### Records provided
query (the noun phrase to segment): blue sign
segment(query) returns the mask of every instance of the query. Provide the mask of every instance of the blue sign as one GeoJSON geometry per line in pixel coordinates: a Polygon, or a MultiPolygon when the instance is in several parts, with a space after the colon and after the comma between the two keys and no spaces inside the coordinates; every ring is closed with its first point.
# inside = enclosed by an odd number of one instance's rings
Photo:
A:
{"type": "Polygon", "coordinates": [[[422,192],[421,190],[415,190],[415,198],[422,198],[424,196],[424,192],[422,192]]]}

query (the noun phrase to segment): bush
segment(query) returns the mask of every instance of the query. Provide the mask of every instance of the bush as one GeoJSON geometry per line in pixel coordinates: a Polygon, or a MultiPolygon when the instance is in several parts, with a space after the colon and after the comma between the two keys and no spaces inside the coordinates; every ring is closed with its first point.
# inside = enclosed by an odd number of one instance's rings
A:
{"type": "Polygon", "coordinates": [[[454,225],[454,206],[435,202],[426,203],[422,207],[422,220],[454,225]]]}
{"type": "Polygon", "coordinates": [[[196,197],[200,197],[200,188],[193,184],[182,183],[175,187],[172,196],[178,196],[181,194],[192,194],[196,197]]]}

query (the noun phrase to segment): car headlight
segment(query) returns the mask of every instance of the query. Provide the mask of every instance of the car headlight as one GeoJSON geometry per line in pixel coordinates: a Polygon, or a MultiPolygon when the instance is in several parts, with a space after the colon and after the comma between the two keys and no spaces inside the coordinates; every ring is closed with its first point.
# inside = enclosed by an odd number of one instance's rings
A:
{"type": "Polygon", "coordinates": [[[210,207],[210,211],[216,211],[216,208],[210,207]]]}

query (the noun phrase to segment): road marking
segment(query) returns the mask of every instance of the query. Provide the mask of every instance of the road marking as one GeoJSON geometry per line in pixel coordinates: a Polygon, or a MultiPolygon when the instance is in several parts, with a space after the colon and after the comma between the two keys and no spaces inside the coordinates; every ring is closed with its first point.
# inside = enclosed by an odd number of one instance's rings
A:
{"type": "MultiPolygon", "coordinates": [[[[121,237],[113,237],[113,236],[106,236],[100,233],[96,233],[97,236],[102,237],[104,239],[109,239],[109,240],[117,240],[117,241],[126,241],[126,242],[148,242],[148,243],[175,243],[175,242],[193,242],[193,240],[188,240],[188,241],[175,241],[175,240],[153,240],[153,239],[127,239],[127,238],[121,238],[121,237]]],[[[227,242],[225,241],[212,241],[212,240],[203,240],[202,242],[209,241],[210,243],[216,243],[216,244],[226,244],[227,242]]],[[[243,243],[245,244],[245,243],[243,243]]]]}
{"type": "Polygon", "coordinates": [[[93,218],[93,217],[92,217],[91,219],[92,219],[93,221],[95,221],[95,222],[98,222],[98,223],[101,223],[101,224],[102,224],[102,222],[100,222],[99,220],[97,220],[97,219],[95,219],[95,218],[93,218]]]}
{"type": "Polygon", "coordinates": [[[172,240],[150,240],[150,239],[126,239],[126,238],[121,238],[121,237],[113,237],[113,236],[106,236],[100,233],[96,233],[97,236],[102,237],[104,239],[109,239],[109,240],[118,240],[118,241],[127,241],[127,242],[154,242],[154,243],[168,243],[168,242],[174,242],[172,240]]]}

### Required action
Write a verbatim copy of the listing above.

### Task output
query (the noun phrase to segment): blue sign
segment(query) returns the mask of every instance of the query. Provide the mask of every instance of the blue sign as one GeoJSON geometry per line in pixel coordinates: a Polygon, or a MultiPolygon when the instance is in several parts, with a space after the colon and after the comma between the two keys and no spaces inside the coordinates; every ring is closed with its first point.
# inside = enclosed by an odd number of one instance's rings
Photo:
A:
{"type": "Polygon", "coordinates": [[[422,192],[421,190],[415,190],[415,198],[422,198],[424,196],[424,192],[422,192]]]}

query (the noun phrase to segment): bush
segment(query) returns the mask of every instance of the query. Provide the mask of every instance of the bush as one GeoJSON geometry per line in pixel coordinates: a Polygon, or a MultiPolygon when the instance is in several parts, with a space after the colon and after the comma between the two keys and no spaces inside the coordinates; every ring is closed with its first point.
# inside = enclosed by an odd number of one instance's rings
A:
{"type": "Polygon", "coordinates": [[[454,225],[454,206],[435,202],[426,203],[422,207],[422,220],[454,225]]]}
{"type": "Polygon", "coordinates": [[[196,197],[200,197],[200,188],[193,184],[182,183],[175,187],[172,196],[178,196],[181,194],[192,194],[196,197]]]}

query (the noun phrase to segment): car headlight
segment(query) returns the mask of every instance of the query. Provide the mask of every instance of the car headlight as one GeoJSON geometry per line in pixel coordinates: a Polygon, or a MultiPolygon when the instance is in several parts, with a space after the colon and after the comma between the two keys and no spaces inside the coordinates; every ring is closed with its first point.
# inside = enclosed by an odd number of one instance's rings
A:
{"type": "Polygon", "coordinates": [[[210,207],[210,211],[216,211],[216,208],[210,207]]]}

query (the noun phrase to segment): road marking
segment(query) returns the mask of every instance of the query. Provide the mask of every instance of the road marking as one GeoJSON geometry per line in pixel coordinates: a Polygon, or a MultiPolygon when the instance is in several parts, with a space after the colon and after the comma between the two keys and no spaces inside the coordinates; every ring is closed with its first point.
# inside = enclosed by an odd number of one instance's rings
A:
{"type": "MultiPolygon", "coordinates": [[[[121,237],[113,237],[113,236],[106,236],[100,233],[96,233],[97,236],[102,237],[104,239],[109,239],[109,240],[117,240],[117,241],[126,241],[126,242],[148,242],[148,243],[175,243],[175,242],[193,242],[193,240],[188,240],[188,241],[175,241],[175,240],[153,240],[153,239],[127,239],[127,238],[121,238],[121,237]]],[[[227,242],[225,241],[212,241],[212,240],[203,240],[202,242],[209,241],[210,243],[216,243],[216,244],[226,244],[227,242]]],[[[243,243],[245,244],[245,243],[243,243]]]]}
{"type": "Polygon", "coordinates": [[[93,218],[93,217],[92,217],[91,219],[92,219],[93,221],[95,221],[95,222],[98,222],[98,223],[101,223],[101,224],[102,224],[102,222],[100,222],[99,220],[97,220],[97,219],[95,219],[95,218],[93,218]]]}
{"type": "Polygon", "coordinates": [[[172,240],[150,240],[150,239],[126,239],[126,238],[121,238],[121,237],[113,237],[113,236],[106,236],[100,233],[96,233],[97,236],[102,237],[104,239],[109,239],[109,240],[118,240],[118,241],[127,241],[127,242],[154,242],[154,243],[168,243],[168,242],[174,242],[172,240]]]}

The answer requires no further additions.